ACTION ITEM :: Among the following entries, count the lines that contain "below" and report only the result.

DATA TO PROCESS ::
((

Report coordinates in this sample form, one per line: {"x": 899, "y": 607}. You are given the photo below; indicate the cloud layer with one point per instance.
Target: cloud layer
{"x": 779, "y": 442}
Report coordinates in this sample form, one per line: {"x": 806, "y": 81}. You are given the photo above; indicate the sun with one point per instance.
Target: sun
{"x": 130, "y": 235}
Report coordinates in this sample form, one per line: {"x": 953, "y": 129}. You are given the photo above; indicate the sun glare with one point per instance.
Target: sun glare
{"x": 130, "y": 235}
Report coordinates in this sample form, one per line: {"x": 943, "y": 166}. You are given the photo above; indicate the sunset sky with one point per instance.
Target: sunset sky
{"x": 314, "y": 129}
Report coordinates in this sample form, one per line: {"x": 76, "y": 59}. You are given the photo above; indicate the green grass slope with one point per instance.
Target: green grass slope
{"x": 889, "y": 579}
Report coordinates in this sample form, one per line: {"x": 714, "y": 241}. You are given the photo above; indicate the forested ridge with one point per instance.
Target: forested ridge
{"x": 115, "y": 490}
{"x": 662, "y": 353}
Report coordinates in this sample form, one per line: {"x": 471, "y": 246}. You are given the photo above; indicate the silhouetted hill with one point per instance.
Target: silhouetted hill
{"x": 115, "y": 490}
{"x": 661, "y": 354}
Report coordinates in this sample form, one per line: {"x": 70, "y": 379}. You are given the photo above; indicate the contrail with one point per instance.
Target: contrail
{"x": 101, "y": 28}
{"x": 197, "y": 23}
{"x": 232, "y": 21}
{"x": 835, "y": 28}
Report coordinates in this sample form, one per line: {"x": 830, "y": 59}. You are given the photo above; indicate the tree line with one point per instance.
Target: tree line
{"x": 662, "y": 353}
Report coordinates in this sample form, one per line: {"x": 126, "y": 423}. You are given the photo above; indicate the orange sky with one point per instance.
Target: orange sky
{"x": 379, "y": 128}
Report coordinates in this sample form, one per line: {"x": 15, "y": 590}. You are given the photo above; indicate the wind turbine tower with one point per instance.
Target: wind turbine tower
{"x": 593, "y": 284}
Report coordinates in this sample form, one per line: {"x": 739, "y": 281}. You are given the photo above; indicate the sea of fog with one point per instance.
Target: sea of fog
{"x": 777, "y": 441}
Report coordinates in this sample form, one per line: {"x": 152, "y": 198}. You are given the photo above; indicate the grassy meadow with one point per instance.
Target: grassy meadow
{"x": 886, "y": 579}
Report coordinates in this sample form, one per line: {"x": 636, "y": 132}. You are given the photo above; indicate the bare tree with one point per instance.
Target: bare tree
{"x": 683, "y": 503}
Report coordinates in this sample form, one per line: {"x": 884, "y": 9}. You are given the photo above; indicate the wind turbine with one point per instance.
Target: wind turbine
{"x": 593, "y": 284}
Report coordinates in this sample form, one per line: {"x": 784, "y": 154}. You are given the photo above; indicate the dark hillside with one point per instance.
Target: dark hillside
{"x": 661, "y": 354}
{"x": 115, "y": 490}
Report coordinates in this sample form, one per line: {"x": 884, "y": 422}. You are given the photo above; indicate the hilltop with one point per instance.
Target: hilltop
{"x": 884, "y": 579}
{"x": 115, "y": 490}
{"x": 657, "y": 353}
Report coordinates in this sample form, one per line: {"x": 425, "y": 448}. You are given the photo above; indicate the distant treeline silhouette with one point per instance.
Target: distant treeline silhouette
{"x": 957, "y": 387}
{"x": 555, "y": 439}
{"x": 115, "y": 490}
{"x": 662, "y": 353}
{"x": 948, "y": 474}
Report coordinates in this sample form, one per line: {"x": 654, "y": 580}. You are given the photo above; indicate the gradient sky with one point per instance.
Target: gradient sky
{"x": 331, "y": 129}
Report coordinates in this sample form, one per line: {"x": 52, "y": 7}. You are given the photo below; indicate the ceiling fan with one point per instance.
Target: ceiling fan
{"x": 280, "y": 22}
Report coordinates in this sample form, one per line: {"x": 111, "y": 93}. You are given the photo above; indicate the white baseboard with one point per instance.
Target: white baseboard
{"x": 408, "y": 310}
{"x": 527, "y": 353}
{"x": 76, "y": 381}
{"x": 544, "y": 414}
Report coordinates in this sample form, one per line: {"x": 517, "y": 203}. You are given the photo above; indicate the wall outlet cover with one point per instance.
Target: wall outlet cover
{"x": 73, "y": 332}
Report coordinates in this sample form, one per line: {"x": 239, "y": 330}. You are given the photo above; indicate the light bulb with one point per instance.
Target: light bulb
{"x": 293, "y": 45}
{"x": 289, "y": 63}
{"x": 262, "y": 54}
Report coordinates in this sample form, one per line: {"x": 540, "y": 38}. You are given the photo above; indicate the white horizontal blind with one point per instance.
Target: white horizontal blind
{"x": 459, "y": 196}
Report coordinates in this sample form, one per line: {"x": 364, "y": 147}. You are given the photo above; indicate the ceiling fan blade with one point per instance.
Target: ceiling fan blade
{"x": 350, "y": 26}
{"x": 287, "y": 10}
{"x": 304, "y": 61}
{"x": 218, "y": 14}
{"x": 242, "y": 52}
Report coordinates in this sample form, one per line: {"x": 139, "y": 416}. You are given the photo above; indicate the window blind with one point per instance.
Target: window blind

))

EXERCISE RESPONSE :: 2